Material start

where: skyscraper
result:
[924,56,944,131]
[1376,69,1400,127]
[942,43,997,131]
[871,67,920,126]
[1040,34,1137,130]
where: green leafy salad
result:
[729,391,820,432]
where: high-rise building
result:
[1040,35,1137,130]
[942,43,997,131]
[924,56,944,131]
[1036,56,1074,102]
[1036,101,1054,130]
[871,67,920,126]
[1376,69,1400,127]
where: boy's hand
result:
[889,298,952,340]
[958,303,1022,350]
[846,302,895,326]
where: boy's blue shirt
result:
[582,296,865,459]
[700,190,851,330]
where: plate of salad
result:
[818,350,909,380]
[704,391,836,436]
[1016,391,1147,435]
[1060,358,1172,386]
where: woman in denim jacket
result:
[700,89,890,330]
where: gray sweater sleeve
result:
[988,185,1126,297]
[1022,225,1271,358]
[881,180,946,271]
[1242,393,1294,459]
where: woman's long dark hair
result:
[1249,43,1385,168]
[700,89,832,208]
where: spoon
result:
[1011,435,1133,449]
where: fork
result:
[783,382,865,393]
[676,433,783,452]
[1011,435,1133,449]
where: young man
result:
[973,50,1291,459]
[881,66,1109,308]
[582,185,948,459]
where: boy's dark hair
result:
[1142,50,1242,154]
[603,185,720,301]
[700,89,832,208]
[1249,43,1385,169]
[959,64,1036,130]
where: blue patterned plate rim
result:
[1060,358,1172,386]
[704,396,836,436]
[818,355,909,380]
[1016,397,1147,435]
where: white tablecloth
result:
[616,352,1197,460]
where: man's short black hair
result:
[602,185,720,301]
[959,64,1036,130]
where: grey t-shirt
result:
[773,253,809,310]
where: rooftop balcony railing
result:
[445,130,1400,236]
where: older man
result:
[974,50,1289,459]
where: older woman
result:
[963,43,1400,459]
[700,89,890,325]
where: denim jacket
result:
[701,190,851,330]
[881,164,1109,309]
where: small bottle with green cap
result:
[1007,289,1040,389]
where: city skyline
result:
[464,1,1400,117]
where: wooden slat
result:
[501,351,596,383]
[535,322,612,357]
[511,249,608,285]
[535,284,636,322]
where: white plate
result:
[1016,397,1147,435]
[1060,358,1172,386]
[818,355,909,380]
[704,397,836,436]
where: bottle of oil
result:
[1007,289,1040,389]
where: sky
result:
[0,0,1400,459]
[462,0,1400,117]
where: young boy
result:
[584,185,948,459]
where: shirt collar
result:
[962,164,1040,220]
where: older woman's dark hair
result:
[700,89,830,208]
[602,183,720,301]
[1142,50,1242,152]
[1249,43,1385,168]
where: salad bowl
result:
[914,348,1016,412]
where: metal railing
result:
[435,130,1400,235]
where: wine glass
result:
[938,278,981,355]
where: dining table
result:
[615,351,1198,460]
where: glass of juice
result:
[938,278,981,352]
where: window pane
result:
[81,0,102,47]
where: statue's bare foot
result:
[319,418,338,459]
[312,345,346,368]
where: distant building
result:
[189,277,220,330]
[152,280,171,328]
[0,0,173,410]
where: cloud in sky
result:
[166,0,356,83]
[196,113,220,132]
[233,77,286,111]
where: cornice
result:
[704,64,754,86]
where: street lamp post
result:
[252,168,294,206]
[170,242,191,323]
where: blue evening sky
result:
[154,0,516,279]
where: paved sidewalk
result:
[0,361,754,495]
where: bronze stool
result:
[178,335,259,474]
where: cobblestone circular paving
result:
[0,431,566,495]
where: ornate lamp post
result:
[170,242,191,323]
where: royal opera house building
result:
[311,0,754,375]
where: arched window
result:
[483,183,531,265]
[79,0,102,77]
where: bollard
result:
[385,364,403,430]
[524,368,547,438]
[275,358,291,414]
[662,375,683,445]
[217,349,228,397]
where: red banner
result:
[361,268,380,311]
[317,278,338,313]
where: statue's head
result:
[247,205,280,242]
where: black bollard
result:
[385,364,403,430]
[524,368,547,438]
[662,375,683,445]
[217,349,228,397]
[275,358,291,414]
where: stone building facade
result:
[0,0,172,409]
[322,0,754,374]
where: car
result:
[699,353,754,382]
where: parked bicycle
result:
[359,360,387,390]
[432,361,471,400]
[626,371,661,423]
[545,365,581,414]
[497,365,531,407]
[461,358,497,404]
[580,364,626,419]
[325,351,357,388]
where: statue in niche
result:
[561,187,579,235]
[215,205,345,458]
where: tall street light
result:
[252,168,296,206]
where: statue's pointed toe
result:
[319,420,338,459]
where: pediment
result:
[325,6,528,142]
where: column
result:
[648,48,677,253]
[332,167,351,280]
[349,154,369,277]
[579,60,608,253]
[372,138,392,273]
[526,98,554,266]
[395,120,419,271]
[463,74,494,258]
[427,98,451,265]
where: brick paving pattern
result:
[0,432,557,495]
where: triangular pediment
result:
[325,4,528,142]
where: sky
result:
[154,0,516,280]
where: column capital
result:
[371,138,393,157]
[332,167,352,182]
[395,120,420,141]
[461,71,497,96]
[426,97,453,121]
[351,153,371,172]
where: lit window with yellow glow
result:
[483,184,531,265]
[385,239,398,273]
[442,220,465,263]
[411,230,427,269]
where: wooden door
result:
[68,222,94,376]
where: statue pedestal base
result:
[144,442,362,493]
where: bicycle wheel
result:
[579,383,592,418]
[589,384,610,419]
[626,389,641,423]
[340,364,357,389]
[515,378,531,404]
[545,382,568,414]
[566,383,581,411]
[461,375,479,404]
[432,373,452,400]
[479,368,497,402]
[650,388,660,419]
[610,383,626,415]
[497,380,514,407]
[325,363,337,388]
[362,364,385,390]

Material end

Given exercise:
Turn everything from the line containing "where: man's short black hair" down to the line containing "[615,351,1198,460]" into a two-column CSV with the headers request and answer, one row per request, quoting each field and replacing line breaks with spaces.

Problem solution:
request,answer
"where: man's short black hair result:","[602,185,720,301] [959,64,1036,130]"
"where: grey t-shirt result:","[773,253,809,310]"
"where: rooftop balcony railing result:","[445,130,1400,236]"
"where: older man result:","[974,50,1289,459]"
"where: older woman result:","[963,43,1400,459] [700,89,890,325]"
"where: denim jacket result:","[701,190,851,330] [881,164,1109,309]"
"where: small bottle with green cap result:","[1007,289,1040,389]"
"where: city skyline result:","[464,1,1400,117]"
"where: wooden slat result:","[501,351,596,383] [535,322,612,357] [511,249,608,285] [535,284,636,322]"
"where: white plate result:","[1016,397,1147,435] [1060,358,1172,386] [818,355,909,380] [704,397,836,436]"
"where: bottle of oil result:","[1007,289,1040,389]"
"where: sky result:","[0,0,1400,459] [462,0,1400,117]"
"where: young boy result:","[584,185,948,459]"
"where: shirt collar result:","[962,164,1040,220]"
"where: older woman's dark hair result:","[700,89,830,208] [602,183,720,301] [1142,50,1242,152] [1249,43,1385,168]"
"where: salad bowl result:","[914,348,1016,412]"
"where: metal railing result:","[435,130,1400,235]"
"where: wine glass result:","[938,278,981,355]"
"where: dining table result:","[615,351,1198,460]"